▶ _YOUR INSTRUCTIONS_:
Write out exactly the lines from the one containing "point: the green" through the last line of the records below, including both.

▶ _MATERIAL PROVIDED_:
* start *
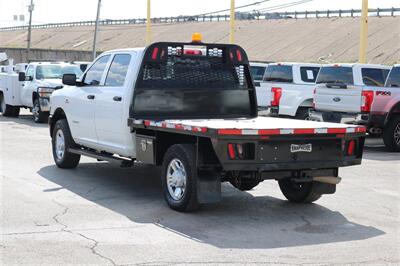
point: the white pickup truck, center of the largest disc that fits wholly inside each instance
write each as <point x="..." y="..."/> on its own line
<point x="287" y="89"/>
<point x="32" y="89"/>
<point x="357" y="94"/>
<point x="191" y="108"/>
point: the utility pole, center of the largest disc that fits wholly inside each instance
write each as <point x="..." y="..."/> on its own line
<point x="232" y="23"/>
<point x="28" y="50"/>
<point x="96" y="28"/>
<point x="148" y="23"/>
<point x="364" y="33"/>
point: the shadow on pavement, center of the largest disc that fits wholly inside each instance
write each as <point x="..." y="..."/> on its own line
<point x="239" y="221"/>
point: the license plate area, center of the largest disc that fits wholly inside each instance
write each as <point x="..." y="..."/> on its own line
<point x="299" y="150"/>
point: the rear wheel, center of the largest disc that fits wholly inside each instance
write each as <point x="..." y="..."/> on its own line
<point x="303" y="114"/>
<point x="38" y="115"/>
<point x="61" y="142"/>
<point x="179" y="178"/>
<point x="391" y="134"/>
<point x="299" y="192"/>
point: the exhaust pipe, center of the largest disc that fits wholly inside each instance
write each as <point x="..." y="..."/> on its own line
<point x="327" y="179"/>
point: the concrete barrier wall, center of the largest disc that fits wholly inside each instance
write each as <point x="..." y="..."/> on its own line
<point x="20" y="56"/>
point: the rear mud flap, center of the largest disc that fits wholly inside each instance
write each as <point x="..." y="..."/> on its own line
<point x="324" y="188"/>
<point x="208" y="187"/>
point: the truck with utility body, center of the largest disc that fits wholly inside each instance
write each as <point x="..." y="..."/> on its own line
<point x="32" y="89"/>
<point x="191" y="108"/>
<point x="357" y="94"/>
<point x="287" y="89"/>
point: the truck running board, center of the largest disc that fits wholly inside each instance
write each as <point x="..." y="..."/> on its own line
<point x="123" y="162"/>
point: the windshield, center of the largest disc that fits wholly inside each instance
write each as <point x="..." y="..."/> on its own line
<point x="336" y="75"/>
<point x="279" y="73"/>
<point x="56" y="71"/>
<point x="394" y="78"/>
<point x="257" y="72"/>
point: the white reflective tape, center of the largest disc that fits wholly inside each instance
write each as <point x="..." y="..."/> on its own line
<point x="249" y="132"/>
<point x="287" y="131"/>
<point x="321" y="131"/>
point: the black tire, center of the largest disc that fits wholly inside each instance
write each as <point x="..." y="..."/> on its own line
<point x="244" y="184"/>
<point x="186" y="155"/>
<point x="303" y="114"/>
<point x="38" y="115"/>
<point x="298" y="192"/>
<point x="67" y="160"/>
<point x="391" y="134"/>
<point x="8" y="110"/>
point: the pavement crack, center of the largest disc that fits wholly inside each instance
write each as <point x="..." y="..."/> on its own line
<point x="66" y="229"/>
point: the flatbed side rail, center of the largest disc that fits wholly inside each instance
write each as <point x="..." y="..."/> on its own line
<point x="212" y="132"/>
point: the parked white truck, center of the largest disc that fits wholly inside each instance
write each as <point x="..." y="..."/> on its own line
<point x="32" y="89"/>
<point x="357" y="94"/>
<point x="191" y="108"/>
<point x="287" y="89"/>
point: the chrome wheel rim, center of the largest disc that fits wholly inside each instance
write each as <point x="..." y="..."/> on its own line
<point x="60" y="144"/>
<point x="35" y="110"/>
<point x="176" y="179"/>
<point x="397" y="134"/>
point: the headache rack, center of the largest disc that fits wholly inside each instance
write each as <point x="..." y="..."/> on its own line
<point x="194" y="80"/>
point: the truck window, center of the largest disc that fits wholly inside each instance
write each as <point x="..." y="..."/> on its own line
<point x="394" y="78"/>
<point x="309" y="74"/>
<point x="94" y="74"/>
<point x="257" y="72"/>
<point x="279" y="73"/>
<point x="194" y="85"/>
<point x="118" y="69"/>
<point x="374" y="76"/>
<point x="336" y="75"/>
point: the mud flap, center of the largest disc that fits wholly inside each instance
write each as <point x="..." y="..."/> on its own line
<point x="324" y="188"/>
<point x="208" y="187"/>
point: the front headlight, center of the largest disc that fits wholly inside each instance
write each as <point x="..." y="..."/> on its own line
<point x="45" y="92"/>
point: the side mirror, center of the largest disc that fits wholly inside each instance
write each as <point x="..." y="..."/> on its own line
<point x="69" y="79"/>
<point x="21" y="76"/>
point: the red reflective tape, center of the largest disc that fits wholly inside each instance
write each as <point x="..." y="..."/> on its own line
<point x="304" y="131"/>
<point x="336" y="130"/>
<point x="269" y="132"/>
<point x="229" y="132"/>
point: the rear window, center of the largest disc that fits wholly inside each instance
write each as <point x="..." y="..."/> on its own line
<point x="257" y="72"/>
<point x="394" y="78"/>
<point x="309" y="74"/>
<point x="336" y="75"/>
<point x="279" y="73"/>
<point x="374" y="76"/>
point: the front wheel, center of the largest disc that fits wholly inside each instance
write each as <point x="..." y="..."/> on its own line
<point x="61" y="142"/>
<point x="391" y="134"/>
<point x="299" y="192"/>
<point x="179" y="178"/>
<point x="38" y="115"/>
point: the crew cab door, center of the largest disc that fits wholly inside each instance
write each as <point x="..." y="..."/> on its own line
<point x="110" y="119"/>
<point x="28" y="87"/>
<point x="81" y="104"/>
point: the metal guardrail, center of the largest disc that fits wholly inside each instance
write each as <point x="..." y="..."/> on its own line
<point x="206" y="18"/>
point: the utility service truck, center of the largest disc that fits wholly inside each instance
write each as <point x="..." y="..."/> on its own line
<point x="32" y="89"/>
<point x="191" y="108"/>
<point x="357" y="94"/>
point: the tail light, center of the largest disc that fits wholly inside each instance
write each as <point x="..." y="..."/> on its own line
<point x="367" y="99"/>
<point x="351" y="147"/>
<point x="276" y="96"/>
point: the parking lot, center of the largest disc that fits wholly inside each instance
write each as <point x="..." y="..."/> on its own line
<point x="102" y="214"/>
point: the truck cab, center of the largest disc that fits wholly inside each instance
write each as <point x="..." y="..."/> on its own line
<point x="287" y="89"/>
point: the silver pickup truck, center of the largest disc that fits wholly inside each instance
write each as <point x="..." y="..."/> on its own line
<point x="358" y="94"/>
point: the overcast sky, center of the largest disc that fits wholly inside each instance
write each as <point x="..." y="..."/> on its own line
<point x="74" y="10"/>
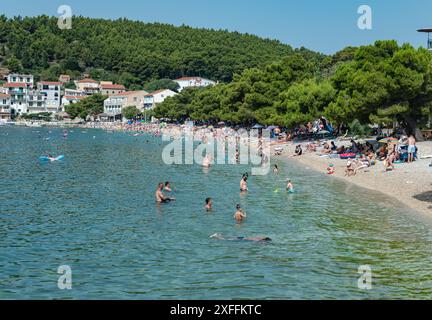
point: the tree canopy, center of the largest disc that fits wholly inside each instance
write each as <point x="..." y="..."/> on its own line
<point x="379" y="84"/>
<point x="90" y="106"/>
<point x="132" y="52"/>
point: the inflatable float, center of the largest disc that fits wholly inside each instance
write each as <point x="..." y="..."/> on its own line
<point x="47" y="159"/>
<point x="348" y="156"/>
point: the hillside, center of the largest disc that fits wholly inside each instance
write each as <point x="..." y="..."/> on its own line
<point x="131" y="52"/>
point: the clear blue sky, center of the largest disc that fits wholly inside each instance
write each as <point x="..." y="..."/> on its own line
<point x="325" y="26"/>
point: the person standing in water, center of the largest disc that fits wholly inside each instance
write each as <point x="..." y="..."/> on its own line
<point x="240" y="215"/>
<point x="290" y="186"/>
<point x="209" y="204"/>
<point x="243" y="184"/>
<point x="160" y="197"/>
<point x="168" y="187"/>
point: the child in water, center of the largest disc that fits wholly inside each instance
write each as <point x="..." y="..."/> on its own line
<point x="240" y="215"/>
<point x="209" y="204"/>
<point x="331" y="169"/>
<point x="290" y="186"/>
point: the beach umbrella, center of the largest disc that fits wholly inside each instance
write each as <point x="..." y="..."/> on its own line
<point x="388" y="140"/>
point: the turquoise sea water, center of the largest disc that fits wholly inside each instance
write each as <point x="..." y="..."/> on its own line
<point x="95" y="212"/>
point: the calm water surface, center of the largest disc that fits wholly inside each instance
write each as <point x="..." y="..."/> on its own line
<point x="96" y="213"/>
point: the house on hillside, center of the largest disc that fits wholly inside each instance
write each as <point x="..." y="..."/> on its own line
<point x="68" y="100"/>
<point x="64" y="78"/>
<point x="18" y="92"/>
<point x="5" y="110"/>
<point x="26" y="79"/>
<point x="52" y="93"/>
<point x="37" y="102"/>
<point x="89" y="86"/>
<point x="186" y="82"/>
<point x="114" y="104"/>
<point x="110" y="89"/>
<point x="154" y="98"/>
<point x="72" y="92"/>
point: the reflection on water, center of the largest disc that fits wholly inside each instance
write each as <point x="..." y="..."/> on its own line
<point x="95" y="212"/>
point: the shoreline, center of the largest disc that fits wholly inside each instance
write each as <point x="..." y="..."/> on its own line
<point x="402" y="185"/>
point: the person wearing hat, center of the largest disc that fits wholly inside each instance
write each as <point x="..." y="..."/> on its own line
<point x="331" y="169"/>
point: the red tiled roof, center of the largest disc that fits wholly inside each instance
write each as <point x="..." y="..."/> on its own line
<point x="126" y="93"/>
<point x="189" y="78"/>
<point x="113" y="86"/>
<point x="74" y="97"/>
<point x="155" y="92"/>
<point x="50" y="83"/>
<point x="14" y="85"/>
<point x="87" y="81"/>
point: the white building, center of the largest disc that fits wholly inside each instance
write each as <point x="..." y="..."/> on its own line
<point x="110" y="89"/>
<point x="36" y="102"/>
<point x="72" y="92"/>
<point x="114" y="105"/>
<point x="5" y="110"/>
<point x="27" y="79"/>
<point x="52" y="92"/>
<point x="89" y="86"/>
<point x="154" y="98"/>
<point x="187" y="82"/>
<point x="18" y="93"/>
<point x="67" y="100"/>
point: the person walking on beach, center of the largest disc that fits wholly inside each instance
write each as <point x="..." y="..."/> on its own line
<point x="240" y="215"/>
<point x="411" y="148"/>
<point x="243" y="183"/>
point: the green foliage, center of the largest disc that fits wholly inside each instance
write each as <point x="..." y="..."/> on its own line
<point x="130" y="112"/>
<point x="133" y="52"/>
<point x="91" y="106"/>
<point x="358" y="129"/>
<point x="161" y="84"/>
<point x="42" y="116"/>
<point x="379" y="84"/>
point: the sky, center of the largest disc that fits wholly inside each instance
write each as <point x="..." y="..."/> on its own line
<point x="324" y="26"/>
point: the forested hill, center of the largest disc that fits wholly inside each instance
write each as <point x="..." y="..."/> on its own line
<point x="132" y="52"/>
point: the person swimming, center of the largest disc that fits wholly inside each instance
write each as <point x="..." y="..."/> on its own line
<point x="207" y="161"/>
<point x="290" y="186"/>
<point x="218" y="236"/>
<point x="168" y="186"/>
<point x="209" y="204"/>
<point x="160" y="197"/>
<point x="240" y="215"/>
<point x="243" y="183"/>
* end *
▶ _RESULT FOR THIS TASK_:
point: the green foliage, center of the largest disc that fits wholly inside each instance
write each as <point x="..." y="..."/> on its own line
<point x="130" y="112"/>
<point x="133" y="52"/>
<point x="91" y="106"/>
<point x="358" y="129"/>
<point x="161" y="84"/>
<point x="42" y="116"/>
<point x="379" y="84"/>
point: the sky, center of the largest disc that fits wholly inside each instance
write each as <point x="..." y="..."/> on its own line
<point x="324" y="26"/>
point: the forested hill, center of the largest disc that fits wholly inside each instance
write each as <point x="..." y="..."/> on its own line
<point x="132" y="52"/>
point: the person swimming, center of the largest disc that fits wholly inside each instance
write each as <point x="..." y="..."/> on its own line
<point x="207" y="161"/>
<point x="290" y="186"/>
<point x="218" y="236"/>
<point x="168" y="186"/>
<point x="209" y="204"/>
<point x="160" y="197"/>
<point x="240" y="215"/>
<point x="243" y="183"/>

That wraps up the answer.